+++ Supplied material
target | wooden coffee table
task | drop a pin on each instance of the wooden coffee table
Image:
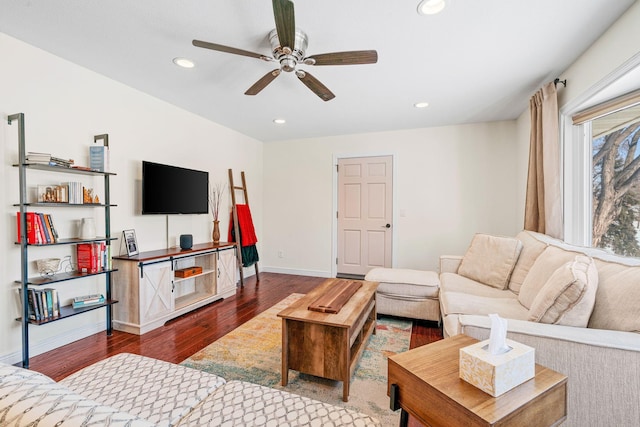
(425, 383)
(324, 344)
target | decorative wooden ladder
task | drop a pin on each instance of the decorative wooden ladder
(233, 188)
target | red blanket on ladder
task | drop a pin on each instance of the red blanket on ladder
(247, 232)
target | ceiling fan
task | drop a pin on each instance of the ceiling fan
(288, 45)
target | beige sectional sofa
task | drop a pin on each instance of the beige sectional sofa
(578, 307)
(132, 390)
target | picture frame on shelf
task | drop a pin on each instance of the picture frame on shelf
(130, 242)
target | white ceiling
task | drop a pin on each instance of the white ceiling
(478, 60)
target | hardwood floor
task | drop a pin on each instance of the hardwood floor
(180, 338)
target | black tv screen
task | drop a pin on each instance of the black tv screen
(174, 190)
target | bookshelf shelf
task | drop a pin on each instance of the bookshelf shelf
(62, 169)
(72, 241)
(68, 311)
(26, 207)
(65, 205)
(63, 277)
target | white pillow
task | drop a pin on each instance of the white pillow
(490, 259)
(544, 266)
(569, 295)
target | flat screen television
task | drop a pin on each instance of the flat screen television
(174, 190)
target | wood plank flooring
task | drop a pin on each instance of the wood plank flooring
(180, 338)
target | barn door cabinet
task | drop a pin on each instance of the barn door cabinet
(157, 286)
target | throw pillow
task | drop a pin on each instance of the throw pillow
(490, 259)
(531, 250)
(617, 298)
(544, 266)
(569, 295)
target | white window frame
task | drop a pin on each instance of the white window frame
(576, 148)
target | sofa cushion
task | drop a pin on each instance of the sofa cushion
(35, 400)
(403, 275)
(616, 305)
(463, 303)
(452, 282)
(158, 391)
(490, 259)
(240, 403)
(531, 250)
(568, 296)
(544, 266)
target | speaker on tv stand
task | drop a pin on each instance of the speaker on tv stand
(186, 241)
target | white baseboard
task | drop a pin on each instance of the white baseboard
(54, 342)
(292, 271)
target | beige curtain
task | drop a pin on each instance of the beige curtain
(543, 208)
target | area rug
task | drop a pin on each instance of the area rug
(253, 352)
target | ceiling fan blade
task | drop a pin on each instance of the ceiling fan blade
(263, 82)
(345, 58)
(227, 49)
(316, 87)
(285, 22)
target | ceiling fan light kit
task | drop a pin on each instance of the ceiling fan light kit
(289, 45)
(431, 7)
(184, 62)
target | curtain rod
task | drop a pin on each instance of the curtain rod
(557, 80)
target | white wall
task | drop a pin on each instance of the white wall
(591, 74)
(64, 106)
(450, 182)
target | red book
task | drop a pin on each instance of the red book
(87, 258)
(31, 231)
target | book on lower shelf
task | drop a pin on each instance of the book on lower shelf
(40, 228)
(44, 304)
(87, 300)
(92, 257)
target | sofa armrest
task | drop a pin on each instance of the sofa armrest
(450, 263)
(601, 366)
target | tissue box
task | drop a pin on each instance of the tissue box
(497, 374)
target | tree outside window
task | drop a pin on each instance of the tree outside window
(616, 182)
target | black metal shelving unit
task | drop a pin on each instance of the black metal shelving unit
(25, 205)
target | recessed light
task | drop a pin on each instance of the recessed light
(184, 62)
(430, 7)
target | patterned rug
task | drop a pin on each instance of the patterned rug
(252, 352)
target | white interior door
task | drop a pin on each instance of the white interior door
(364, 214)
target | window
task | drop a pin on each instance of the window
(615, 216)
(602, 175)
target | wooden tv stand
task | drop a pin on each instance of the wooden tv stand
(150, 293)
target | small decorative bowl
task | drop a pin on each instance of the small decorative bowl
(48, 266)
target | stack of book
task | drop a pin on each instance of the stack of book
(40, 228)
(93, 257)
(44, 304)
(87, 300)
(34, 158)
(75, 192)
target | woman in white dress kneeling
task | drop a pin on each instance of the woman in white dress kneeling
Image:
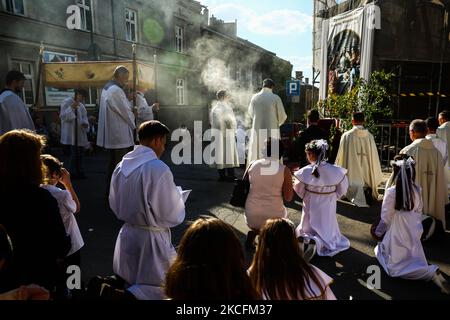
(320, 185)
(400, 250)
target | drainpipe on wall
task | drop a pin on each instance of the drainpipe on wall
(114, 28)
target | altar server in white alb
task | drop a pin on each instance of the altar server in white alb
(400, 251)
(116, 121)
(74, 118)
(223, 121)
(320, 184)
(359, 155)
(443, 132)
(266, 111)
(144, 111)
(143, 195)
(14, 113)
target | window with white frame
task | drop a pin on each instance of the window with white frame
(26, 68)
(131, 25)
(179, 39)
(86, 14)
(15, 6)
(181, 92)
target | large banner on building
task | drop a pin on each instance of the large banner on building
(94, 74)
(347, 48)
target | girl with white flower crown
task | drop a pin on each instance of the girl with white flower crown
(320, 184)
(400, 250)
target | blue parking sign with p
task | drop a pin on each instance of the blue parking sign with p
(293, 88)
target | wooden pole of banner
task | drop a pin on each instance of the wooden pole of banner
(134, 89)
(155, 69)
(134, 75)
(39, 79)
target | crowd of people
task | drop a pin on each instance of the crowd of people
(40, 238)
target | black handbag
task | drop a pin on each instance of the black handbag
(240, 191)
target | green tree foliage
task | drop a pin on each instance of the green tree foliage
(372, 97)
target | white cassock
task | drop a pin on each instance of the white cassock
(67, 115)
(401, 253)
(319, 221)
(443, 132)
(145, 112)
(67, 208)
(143, 195)
(14, 113)
(241, 136)
(224, 121)
(359, 155)
(430, 177)
(116, 122)
(267, 113)
(439, 144)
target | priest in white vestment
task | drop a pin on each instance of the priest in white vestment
(430, 174)
(74, 118)
(359, 155)
(144, 111)
(14, 113)
(440, 144)
(116, 123)
(443, 132)
(267, 114)
(320, 184)
(223, 120)
(144, 196)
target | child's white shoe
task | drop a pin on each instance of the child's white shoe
(440, 281)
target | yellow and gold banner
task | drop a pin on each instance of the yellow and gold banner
(72, 75)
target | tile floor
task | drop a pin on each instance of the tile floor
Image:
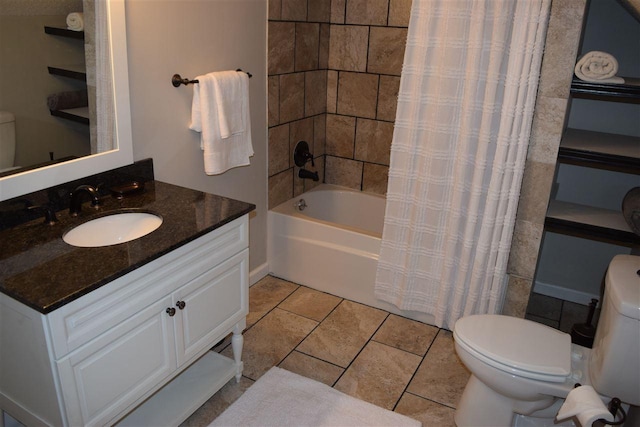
(393, 362)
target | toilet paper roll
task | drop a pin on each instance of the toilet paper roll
(584, 403)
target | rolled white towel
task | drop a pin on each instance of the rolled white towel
(598, 67)
(75, 21)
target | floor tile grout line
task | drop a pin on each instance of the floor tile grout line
(418, 368)
(430, 400)
(361, 348)
(370, 339)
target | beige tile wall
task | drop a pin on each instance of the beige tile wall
(561, 49)
(334, 73)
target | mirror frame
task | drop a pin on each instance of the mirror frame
(33, 180)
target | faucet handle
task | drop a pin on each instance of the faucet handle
(301, 154)
(49, 214)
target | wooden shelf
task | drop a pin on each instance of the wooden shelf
(78, 115)
(608, 151)
(627, 92)
(64, 32)
(589, 222)
(70, 71)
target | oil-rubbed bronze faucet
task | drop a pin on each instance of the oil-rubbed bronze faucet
(76, 198)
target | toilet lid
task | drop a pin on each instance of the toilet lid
(517, 345)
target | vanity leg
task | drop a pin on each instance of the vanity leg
(237, 341)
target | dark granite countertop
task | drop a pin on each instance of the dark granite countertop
(40, 270)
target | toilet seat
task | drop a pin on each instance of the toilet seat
(517, 346)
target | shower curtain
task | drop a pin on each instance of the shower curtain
(105, 112)
(465, 107)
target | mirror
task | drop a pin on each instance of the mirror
(118, 124)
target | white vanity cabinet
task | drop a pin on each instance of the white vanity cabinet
(134, 351)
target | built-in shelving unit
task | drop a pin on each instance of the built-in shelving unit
(627, 92)
(73, 71)
(589, 222)
(76, 72)
(78, 115)
(618, 153)
(64, 32)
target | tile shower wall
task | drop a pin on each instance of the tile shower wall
(357, 48)
(334, 73)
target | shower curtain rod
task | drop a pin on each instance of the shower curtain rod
(177, 80)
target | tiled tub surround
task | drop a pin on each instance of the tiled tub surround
(40, 270)
(390, 361)
(334, 73)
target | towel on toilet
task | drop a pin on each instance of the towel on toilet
(75, 21)
(598, 67)
(220, 111)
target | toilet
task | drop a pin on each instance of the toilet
(7, 141)
(523, 370)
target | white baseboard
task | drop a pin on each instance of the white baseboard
(563, 293)
(258, 273)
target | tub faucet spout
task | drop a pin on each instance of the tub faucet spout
(305, 174)
(76, 198)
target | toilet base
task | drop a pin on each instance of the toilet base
(481, 406)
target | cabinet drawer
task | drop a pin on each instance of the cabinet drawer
(78, 322)
(101, 379)
(213, 303)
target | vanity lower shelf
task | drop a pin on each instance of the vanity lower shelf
(590, 223)
(181, 397)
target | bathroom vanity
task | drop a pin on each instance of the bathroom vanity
(122, 334)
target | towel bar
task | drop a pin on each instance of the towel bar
(177, 80)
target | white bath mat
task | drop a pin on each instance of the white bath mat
(282, 398)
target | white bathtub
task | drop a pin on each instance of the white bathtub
(332, 245)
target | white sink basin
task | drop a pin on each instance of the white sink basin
(112, 229)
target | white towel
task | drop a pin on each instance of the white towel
(220, 111)
(598, 67)
(75, 21)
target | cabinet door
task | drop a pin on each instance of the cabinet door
++++++
= Instructions to follow =
Copy out the lines of the entries above, starting at the line with "target | white bathtub" and continuing through the final line of the entries. Include both of those lines and change nothing.

= Answer for the task =
target | white bathtub
task | drop a pin on each instance of the white bathtub
(332, 245)
target | white sink basin
task | drop a pin on each instance of the white sink basin
(112, 229)
target | white towel
task | drop a pin on each instance of the white towel
(220, 111)
(598, 67)
(75, 21)
target | cabinet door
task | drop a pin on each instance of the cabinet door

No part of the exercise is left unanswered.